- Data provided -
····················

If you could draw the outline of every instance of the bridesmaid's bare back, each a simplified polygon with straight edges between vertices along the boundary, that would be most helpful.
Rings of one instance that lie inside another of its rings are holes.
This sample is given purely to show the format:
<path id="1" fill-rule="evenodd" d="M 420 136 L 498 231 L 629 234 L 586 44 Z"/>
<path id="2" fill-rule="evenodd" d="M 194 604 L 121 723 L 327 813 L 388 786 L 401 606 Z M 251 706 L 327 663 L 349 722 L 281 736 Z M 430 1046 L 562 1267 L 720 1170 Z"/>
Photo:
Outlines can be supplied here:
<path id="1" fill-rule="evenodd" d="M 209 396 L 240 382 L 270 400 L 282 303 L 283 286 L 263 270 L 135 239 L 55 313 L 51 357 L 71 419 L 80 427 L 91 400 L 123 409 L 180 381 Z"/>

····················

- Brief -
Copy out the data above line for line, with no changes.

- Finished answer -
If you could draw the outline of every instance of the bridesmaid's bare back, each a simplified polygon with straight edges between vertices along the boundary, that would be most helpful.
Rings of one instance that lie inside another of its rings are holes.
This sample is given purely to show the format:
<path id="1" fill-rule="evenodd" d="M 420 136 L 498 231 L 629 234 L 586 44 Z"/>
<path id="2" fill-rule="evenodd" d="M 194 604 L 121 723 L 327 813 L 388 786 L 401 606 Z M 251 706 L 327 663 L 349 722 L 281 736 Z M 430 1046 L 562 1267 L 720 1170 Z"/>
Photo:
Outlines can be supplied here:
<path id="1" fill-rule="evenodd" d="M 209 396 L 240 382 L 270 400 L 282 303 L 283 286 L 263 270 L 135 239 L 55 313 L 51 357 L 71 419 L 80 427 L 91 400 L 123 409 L 180 381 Z"/>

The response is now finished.